[Begin]

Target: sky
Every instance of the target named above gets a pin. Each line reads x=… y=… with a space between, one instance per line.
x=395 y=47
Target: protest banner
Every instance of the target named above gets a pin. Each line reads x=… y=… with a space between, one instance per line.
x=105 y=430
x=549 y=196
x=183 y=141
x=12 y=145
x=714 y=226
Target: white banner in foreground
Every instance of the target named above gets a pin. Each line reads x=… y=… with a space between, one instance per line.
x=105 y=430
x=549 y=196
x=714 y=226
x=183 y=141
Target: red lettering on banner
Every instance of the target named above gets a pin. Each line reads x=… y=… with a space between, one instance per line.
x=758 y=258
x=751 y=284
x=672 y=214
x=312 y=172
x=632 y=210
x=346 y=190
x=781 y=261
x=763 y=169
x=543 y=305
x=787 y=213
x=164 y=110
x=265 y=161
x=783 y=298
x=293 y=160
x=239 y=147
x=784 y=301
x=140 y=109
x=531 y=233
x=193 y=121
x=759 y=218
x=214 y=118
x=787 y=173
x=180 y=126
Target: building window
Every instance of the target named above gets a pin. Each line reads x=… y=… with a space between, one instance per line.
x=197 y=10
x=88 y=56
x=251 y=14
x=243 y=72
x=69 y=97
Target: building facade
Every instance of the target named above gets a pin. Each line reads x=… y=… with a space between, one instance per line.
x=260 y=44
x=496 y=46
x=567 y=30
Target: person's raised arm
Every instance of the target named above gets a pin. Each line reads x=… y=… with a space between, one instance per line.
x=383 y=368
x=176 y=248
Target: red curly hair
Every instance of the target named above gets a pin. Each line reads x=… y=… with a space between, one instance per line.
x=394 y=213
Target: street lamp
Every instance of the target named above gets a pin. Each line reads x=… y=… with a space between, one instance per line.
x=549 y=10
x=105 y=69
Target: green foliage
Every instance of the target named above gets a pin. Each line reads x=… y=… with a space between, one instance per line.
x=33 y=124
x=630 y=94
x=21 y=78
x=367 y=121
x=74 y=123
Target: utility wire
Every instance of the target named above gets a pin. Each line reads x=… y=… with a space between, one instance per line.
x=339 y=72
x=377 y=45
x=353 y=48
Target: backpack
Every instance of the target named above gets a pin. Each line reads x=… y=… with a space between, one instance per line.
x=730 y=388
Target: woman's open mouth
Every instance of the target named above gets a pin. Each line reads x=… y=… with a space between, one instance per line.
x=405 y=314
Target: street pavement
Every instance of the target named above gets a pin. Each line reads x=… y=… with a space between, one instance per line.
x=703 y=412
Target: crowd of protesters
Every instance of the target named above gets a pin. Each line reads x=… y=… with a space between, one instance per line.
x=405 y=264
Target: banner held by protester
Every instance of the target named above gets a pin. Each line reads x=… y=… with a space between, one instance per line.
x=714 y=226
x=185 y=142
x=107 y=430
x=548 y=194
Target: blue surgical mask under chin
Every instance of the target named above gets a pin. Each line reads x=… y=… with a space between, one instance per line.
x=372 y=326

[End]

| Written problem |
Convert all the records above into a numbered list with one line per item, leaving out any blank lines.

| Task solution |
1. Target: sky
2. Every instance of the target named above gets a pin. Each line reads x=… y=… with a space between, one instance per line.
3. x=395 y=47
4. Target: protest banner
5. Every instance of the target named above gets a pin. Each line reads x=… y=… with a space between, one instance per line.
6. x=105 y=430
7. x=549 y=196
8. x=183 y=141
9. x=12 y=145
10. x=714 y=226
11. Target: white banner in foreground
12. Every instance of the target named above gets a pin. Each line reads x=… y=… with a space between, one instance per line.
13. x=105 y=430
14. x=549 y=196
15. x=714 y=226
16. x=183 y=141
17. Target: red lettering on banner
18. Every instance of the target named above gets a pin. Each line reads x=… y=… with a space between, one instance per line.
19. x=758 y=258
20. x=751 y=284
21. x=672 y=214
22. x=312 y=172
23. x=632 y=210
24. x=346 y=190
25. x=781 y=261
26. x=763 y=169
27. x=543 y=305
28. x=787 y=213
29. x=164 y=110
30. x=265 y=161
31. x=783 y=298
32. x=293 y=160
33. x=239 y=147
34. x=784 y=301
35. x=140 y=109
36. x=531 y=233
37. x=193 y=121
38. x=759 y=218
39. x=214 y=118
40. x=787 y=173
41. x=180 y=126
42. Target: building window
43. Every instance of the target named above gets a pin. Each line reads x=… y=… with a space between, one instance per line.
44. x=197 y=10
45. x=88 y=56
46. x=251 y=14
47. x=243 y=72
48. x=69 y=97
49. Target: building facade
50. Every instance of the target named above gets a pin. Each line reads x=… y=… with a space between, one instance per line.
51. x=260 y=44
52. x=496 y=46
53. x=567 y=30
54. Target: person's raised arm
55. Every instance of the target named above gets a pin. Each line reads x=… y=… with a space between, one instance per line.
56. x=383 y=368
57. x=176 y=248
58. Target: red curly hair
59. Every instance of the target named above gets a pin. Each line reads x=… y=… with a space between, one instance per line.
60. x=394 y=213
61. Target: street lamp
62. Every instance of the target named above gets a pin. Each line reads x=… y=… with a space between, one instance per line.
63. x=549 y=10
64. x=105 y=69
65. Target: green foliage
66. Every instance of the target named above gets a pin. Each line reads x=… y=… with a space between, one instance per line.
67. x=33 y=124
68. x=630 y=94
69. x=21 y=78
70. x=367 y=121
71. x=74 y=123
72. Target: utility wire
73. Every instance of the target named above gets a pin. Each line reads x=… y=… with a space between, one instance per line.
74. x=339 y=72
75. x=377 y=45
76. x=353 y=48
77. Target: backpack
78. Every instance of the target named above gets a pin. Each line reads x=… y=… with a space between, one instance per line.
79. x=730 y=388
80. Target: woman's open mouth
81. Every instance of the target named above gets a pin. Each line reads x=… y=… with a space between, one instance per line.
82. x=405 y=314
83. Target: street pavement
84. Every instance of the target named above gets a pin. Each line reads x=… y=… with a space between, one instance per line.
85. x=703 y=412
86. Target: crowd of protesters
87. Every instance of the target named above gets a pin. Each line reads x=… y=… with a space between, one instance per line.
88. x=405 y=264
89. Target: banner held by protester
90. Every instance of the target named above gets a pin. Each line reads x=… y=… with a space between, one instance per line.
91. x=714 y=226
92. x=185 y=142
93. x=107 y=430
94. x=548 y=194
95. Target: blue surgical mask under chin
96. Every instance of the target named above gets a pin. Each line reads x=… y=… with a space between, one instance per line.
97. x=372 y=326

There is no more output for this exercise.